▼
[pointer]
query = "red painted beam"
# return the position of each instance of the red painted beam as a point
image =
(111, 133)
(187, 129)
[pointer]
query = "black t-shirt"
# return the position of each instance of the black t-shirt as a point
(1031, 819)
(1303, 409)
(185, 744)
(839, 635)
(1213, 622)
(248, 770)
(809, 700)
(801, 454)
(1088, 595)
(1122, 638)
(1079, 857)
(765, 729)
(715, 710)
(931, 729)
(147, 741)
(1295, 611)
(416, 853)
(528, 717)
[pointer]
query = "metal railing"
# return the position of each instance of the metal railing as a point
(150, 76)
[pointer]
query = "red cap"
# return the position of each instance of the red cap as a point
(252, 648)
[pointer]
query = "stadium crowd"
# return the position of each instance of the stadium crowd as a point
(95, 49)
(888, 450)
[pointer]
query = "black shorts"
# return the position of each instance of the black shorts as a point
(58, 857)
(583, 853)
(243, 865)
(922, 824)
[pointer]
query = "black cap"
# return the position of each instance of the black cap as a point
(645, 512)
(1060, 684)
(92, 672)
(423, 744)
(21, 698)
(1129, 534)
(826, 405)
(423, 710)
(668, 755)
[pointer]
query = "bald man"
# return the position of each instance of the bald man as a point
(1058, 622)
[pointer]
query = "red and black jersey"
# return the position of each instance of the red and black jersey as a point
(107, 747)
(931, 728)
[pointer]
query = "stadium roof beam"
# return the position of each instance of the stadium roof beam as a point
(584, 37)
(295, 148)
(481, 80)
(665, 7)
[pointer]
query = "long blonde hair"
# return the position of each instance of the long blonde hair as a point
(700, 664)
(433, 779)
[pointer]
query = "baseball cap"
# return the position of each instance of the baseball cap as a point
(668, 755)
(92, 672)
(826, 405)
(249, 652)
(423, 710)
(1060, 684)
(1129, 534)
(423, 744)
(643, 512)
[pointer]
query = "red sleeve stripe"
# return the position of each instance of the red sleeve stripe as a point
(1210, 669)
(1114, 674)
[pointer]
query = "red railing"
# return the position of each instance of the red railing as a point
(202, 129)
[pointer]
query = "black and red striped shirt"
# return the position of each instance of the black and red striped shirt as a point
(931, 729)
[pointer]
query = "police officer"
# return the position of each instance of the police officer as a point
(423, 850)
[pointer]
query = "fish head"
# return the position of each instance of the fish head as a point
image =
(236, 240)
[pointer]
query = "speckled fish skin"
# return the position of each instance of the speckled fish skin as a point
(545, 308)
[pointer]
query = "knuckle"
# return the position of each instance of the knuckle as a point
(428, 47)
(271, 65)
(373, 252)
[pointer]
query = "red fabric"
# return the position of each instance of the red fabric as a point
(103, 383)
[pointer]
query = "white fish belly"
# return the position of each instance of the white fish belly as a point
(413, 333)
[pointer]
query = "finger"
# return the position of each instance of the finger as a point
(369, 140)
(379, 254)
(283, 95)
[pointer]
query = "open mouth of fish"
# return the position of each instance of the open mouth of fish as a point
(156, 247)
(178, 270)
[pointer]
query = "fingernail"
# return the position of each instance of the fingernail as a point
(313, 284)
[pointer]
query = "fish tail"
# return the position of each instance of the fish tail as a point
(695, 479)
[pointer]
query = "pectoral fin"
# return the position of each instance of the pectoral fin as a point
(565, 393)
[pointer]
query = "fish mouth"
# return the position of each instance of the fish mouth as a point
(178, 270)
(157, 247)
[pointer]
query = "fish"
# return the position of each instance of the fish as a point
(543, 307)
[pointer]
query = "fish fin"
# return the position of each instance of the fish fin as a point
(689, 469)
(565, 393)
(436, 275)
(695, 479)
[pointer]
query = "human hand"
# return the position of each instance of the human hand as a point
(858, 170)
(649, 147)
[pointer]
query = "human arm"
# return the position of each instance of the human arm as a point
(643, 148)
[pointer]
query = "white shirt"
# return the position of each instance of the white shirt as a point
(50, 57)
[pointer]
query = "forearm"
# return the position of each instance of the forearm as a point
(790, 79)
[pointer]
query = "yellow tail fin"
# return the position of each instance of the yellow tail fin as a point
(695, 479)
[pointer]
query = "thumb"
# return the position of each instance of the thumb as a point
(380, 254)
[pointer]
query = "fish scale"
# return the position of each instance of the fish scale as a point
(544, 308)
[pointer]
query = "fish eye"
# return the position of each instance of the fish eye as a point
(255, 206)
▲
* Written problem
Write the material out again word for word.

* Answer in full
[pointer]
query = "red painted beam"
# return the position of each instance of the red painted beam as a point
image =
(111, 133)
(187, 129)
[pointer]
query = "black t-shirt"
# return the position of each instance of the black t-shirt as a point
(1031, 819)
(1303, 409)
(185, 744)
(839, 635)
(1213, 622)
(248, 770)
(809, 700)
(801, 454)
(1088, 595)
(1122, 638)
(1079, 857)
(765, 729)
(715, 710)
(931, 729)
(147, 741)
(1295, 611)
(416, 853)
(528, 717)
[pointer]
query = "metal railing"
# return the position of each instance of the metal railing as a point
(150, 76)
[pointer]
query = "red cap"
# return the position of each instance of the red cap as a point
(252, 648)
[pointer]
query = "stadium crowd"
# return the position of each instance of the stadium crowd as a point
(95, 49)
(888, 450)
[pointer]
query = "black shorts"
# return the position of each instance of the black shorts as a point
(58, 857)
(583, 853)
(243, 865)
(922, 824)
[pointer]
query = "black cap"
# return the position of each instance of the black cap as a point
(645, 512)
(1060, 684)
(92, 672)
(423, 744)
(21, 698)
(1129, 534)
(826, 405)
(423, 710)
(668, 755)
[pointer]
query = "bald man"
# return the position of each instance of the bald man as a point
(1058, 622)
[pointer]
query = "red and black jersey"
# return the position of each instance of the red and black jersey as a point
(107, 747)
(931, 728)
[pointer]
query = "stadium roof beam"
# return the position of each instance of the stadium roof beam as a point
(584, 37)
(295, 148)
(481, 80)
(665, 7)
[pointer]
query = "long blonde hair"
# return the position of each instance of the long blonde hair as a point
(700, 664)
(433, 779)
[pointer]
query = "baseball cap"
# return the position of each instance of the baseball cap as a point
(668, 755)
(92, 672)
(826, 405)
(249, 652)
(423, 710)
(1060, 684)
(1129, 534)
(423, 744)
(643, 512)
[pointer]
query = "red sleeve stripe"
# return the position of each instance of the red sleeve stripe as a point
(1210, 669)
(1114, 674)
[pointer]
query = "red railing"
# return the position of each instance of the red railing as a point
(202, 129)
[pointer]
query = "black and red striped shirt"
# return the position of each instance of the black and red striped shirt as a point
(931, 729)
[pointer]
query = "police officer"
# return the position of each instance of the police officer as a point
(423, 850)
[pointer]
query = "fish head"
# return the position of each instance of the fish head as a point
image =
(236, 240)
[pointer]
query = "speckled fish skin"
# return the position of each instance of the speckled fish skin as a point
(545, 308)
[pointer]
query = "knuckle"
# return the position of each instance of the knuckle as a point
(428, 47)
(271, 65)
(373, 252)
[pointer]
query = "red fabric"
# return the position of each instance of the red fabric as a point
(103, 383)
[pointer]
query = "white fish belly"
# return the position of each instance of the white fish belly as a point
(413, 333)
[pointer]
query = "finger"
# return the position of each instance of the finger as a point
(369, 140)
(379, 254)
(283, 95)
[pointer]
query = "open mouth of fish"
# return the position of each instance of the open mouth of fish as a point
(156, 247)
(178, 270)
[pointer]
query = "fingernail"
# return the position of each instance of the fingernail as a point
(313, 284)
[pointer]
query = "fish tail"
# return the position of each instance of the fish tail as a point
(695, 479)
[pointer]
query = "pectoral fin"
# return the position of each instance of the pectoral fin as a point
(565, 393)
[pointer]
query = "fish mouth"
# return the position of each instance of the fish mouth as a point
(178, 270)
(157, 247)
[pointer]
query = "fish"
# return the position of each instance of the fish as a point
(543, 307)
[pointer]
query = "fish fin"
# return the position of each instance of the fish fin as a point
(689, 469)
(565, 393)
(436, 275)
(695, 479)
[pointer]
query = "human hand"
# return the position of each instance of the human hand as a point
(858, 170)
(649, 147)
[pointer]
query = "human arm"
# return the position of each instance of the human arm as a point
(643, 148)
[pointer]
query = "white shirt"
# return the position of each instance of the white shirt as a point
(50, 57)
[pointer]
query = "forearm"
# return the position of each instance of the forearm as a point
(790, 79)
[pointer]
query = "yellow tail fin"
# return the position of each instance of the yellow tail fin as a point
(695, 479)
[pointer]
query = "thumb"
# return the position of each instance of the thumb as a point
(380, 254)
[pointer]
query = "fish scale"
# return the position of each instance of the fish scale as a point
(544, 308)
[pointer]
query = "fish eye"
# return the position of each instance of the fish eye as a point
(255, 206)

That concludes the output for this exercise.